--- START The data ---

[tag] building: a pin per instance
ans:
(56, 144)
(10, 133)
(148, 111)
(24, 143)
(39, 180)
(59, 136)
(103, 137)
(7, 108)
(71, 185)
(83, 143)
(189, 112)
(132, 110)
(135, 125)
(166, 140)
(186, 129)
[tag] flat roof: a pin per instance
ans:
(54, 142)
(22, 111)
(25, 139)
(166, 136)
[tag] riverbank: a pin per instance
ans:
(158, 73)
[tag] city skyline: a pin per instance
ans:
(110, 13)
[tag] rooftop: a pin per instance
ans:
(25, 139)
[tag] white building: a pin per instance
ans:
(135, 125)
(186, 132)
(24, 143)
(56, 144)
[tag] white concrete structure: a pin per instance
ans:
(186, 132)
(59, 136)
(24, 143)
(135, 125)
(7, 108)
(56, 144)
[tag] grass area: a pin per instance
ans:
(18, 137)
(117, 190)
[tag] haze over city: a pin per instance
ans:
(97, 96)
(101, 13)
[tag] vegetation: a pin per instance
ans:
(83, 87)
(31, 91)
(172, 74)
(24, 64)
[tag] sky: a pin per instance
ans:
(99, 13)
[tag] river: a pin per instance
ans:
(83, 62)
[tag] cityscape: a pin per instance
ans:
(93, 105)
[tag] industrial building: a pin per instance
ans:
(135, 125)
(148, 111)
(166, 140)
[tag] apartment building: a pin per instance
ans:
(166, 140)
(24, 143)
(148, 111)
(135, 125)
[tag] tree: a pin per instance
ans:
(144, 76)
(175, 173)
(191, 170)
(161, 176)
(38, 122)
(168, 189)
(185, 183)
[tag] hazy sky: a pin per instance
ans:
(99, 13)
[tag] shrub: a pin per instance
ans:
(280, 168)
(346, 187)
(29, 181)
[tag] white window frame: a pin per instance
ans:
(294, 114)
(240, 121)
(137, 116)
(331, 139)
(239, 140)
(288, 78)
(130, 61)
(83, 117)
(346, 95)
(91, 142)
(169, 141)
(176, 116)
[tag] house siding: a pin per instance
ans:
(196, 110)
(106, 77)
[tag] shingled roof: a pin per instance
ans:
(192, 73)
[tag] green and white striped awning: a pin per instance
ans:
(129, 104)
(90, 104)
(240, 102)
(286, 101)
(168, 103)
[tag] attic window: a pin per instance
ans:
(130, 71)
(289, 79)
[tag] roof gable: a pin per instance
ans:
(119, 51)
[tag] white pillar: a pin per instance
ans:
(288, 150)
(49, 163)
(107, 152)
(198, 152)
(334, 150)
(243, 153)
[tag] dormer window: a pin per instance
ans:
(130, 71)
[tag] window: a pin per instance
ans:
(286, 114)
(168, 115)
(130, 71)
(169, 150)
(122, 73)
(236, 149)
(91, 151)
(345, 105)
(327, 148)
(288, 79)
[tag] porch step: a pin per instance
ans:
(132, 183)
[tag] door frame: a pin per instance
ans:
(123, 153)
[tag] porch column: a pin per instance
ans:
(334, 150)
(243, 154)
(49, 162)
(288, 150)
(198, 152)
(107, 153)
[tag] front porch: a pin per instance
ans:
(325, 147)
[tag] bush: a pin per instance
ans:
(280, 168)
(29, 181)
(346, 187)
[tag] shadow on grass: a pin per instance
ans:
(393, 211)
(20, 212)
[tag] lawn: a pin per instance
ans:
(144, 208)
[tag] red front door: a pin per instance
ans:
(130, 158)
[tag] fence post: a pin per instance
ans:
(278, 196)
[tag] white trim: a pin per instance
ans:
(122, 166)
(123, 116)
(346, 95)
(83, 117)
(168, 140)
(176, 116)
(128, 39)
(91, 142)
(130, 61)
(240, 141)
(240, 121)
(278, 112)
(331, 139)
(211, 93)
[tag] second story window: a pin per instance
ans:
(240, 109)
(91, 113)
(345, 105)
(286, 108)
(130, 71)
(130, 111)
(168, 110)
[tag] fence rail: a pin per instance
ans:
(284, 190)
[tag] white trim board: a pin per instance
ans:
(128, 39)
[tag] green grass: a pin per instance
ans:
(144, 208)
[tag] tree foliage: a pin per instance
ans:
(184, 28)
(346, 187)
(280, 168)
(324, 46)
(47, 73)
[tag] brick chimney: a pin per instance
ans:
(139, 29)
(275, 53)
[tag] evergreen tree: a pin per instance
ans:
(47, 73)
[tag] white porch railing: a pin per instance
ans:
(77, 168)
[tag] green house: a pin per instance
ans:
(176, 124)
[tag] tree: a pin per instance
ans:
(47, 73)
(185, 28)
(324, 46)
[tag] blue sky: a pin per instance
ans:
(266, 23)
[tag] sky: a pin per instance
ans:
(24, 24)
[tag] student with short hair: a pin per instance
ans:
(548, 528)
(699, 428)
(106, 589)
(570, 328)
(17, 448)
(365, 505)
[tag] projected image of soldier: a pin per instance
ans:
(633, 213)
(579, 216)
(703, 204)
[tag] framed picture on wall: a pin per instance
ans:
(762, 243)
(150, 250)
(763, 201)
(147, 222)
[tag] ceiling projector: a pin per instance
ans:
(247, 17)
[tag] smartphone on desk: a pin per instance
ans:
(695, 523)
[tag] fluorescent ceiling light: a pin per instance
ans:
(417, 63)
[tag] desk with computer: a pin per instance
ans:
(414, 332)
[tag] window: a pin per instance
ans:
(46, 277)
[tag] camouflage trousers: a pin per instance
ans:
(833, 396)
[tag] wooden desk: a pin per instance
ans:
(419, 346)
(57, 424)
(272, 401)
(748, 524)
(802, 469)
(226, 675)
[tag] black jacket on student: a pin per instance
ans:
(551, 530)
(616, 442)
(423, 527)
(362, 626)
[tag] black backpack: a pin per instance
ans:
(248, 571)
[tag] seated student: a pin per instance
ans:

--- END The data ---
--- START The data ---

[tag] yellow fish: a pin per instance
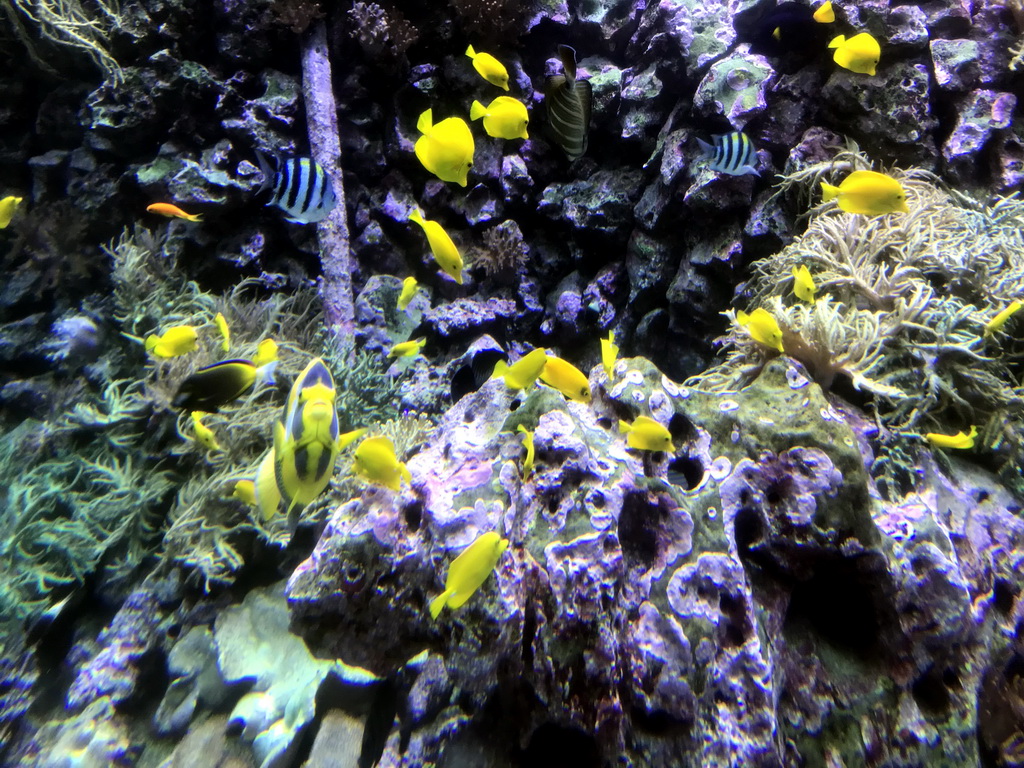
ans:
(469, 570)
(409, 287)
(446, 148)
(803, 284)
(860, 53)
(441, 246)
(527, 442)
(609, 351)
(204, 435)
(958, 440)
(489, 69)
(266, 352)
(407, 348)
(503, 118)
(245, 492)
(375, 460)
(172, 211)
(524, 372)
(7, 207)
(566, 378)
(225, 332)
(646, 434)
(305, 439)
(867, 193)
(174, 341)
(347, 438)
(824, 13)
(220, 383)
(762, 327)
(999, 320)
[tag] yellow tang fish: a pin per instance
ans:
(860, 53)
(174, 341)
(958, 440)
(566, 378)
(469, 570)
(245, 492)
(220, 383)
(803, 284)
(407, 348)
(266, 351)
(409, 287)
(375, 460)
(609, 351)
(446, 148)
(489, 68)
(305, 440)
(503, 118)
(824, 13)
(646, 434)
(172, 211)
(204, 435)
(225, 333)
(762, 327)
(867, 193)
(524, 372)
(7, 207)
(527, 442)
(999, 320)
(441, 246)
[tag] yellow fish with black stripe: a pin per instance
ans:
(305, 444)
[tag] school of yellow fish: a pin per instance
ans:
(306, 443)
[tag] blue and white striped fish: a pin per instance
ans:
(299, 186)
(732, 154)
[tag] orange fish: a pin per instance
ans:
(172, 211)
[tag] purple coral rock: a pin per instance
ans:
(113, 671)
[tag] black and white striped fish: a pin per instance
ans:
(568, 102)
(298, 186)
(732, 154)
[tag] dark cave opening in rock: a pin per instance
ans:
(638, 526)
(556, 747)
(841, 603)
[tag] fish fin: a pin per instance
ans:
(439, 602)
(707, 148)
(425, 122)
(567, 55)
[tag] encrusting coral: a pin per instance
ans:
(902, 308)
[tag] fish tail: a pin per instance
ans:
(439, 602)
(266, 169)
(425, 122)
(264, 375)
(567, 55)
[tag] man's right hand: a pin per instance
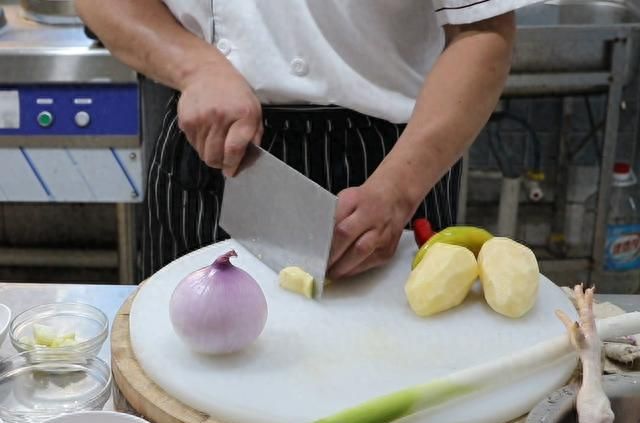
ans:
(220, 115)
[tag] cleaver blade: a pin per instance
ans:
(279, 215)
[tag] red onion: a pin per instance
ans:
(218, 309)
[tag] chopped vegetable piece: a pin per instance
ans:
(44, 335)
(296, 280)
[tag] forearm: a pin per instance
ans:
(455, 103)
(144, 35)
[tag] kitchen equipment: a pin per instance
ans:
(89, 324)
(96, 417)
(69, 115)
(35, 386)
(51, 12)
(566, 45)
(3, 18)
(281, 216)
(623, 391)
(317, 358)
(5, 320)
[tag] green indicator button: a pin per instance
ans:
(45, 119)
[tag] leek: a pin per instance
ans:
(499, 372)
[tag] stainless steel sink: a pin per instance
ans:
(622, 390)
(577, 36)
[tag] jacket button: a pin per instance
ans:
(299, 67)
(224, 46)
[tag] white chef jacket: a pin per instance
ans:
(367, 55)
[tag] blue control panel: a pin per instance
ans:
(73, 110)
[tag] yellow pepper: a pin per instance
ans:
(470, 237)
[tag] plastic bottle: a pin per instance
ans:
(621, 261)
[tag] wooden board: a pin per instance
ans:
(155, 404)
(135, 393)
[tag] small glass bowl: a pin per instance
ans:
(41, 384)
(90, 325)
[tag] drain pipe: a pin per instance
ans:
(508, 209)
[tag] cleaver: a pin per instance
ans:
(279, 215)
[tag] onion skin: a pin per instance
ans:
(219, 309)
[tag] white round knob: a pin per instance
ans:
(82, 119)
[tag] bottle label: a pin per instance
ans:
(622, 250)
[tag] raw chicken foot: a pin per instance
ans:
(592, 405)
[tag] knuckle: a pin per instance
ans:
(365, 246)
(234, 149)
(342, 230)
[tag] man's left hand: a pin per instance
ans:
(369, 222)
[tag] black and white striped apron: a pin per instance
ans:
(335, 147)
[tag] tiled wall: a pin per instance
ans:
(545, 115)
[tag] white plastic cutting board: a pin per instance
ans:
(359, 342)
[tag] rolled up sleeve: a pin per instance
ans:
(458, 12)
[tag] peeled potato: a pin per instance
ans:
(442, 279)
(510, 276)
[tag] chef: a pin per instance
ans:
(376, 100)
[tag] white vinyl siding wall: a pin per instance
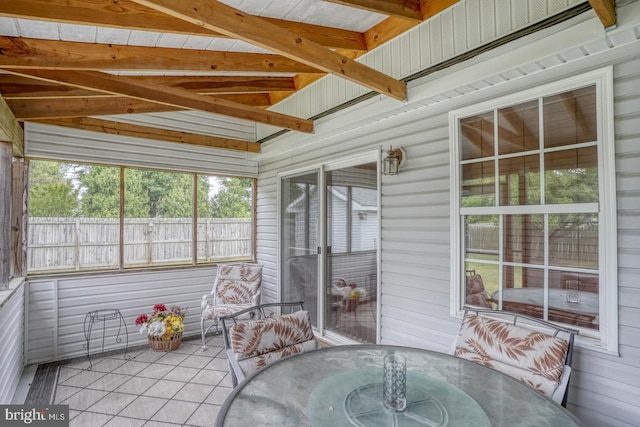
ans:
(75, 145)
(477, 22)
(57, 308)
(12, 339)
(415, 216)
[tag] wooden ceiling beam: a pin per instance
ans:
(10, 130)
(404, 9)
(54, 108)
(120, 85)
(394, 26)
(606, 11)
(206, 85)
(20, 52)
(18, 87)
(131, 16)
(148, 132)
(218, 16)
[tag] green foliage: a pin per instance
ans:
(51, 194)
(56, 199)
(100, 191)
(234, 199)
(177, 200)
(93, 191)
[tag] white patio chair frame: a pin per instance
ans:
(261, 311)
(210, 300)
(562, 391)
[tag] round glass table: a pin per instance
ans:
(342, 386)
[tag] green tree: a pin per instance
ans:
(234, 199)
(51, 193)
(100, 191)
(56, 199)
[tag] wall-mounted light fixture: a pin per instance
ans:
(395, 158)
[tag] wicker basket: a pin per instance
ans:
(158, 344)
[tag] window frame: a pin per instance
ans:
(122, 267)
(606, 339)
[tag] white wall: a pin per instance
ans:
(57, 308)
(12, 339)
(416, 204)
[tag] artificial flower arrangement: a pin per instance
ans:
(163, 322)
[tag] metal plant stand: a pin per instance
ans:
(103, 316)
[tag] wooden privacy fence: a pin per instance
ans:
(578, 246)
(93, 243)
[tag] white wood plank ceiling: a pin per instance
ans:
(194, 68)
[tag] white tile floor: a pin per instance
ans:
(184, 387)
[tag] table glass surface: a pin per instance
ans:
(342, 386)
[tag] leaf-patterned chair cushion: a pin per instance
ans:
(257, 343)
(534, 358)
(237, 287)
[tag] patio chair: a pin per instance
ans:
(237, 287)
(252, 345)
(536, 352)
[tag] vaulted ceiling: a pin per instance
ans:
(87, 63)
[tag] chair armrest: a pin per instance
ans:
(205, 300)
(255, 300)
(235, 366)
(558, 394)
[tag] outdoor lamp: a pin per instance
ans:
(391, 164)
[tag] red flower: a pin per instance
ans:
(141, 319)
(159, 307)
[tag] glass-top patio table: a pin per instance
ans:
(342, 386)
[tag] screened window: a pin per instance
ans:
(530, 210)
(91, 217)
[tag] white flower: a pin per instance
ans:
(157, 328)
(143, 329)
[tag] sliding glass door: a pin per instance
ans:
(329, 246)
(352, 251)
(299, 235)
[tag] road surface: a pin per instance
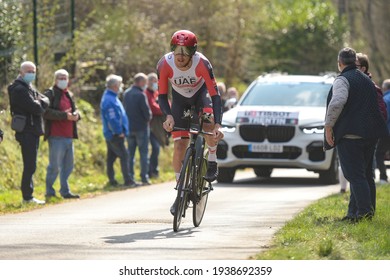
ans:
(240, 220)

--- END The data ---
--- START The data ---

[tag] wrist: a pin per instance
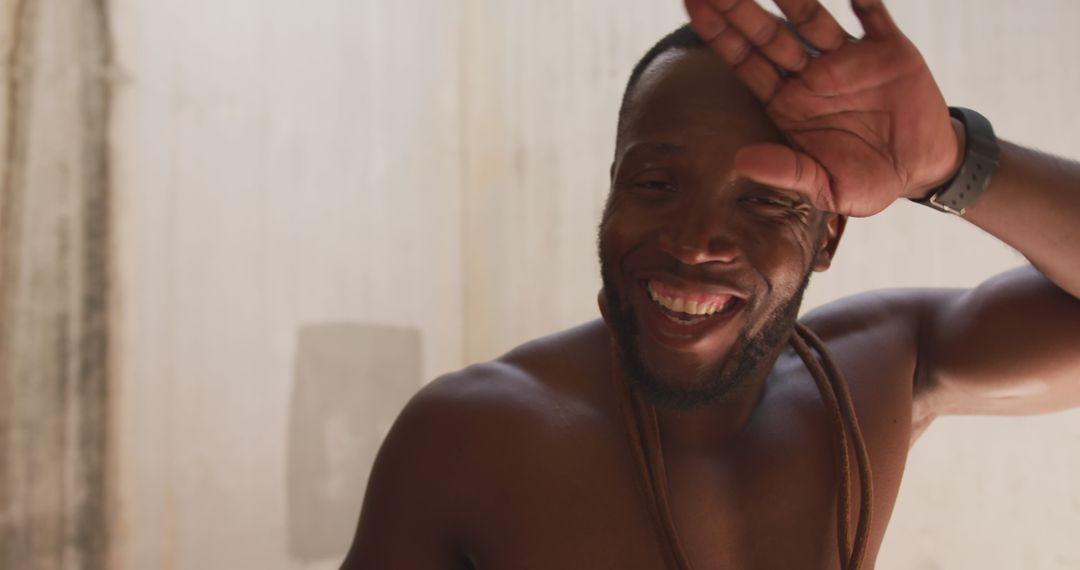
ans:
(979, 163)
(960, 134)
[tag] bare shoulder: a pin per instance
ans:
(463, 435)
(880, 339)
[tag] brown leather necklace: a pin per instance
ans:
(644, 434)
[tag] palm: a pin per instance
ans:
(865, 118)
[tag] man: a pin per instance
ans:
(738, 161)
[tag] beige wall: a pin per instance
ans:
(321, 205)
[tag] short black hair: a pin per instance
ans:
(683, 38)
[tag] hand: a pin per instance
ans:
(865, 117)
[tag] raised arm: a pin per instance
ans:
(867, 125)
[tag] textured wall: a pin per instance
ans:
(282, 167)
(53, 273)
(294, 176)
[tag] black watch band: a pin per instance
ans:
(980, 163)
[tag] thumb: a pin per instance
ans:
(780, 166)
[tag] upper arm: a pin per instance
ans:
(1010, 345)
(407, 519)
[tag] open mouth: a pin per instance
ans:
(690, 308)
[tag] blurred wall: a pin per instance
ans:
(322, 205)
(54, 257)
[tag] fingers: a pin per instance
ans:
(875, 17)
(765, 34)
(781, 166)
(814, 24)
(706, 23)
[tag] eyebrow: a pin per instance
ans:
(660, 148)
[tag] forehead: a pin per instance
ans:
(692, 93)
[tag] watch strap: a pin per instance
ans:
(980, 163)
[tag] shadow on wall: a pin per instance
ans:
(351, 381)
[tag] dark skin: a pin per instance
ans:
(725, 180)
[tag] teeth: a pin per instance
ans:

--- END The data ---

# Problem to solve
Find each line in the records above that contains the string "with" and copy it out. Treat uppercase and lowercase as different.

# Exercise answer
[tag] student with short hair: a pin per instance
[tag] desk with computer: a pin per instance
[tag] yellow fish with black stripe: a pin per instance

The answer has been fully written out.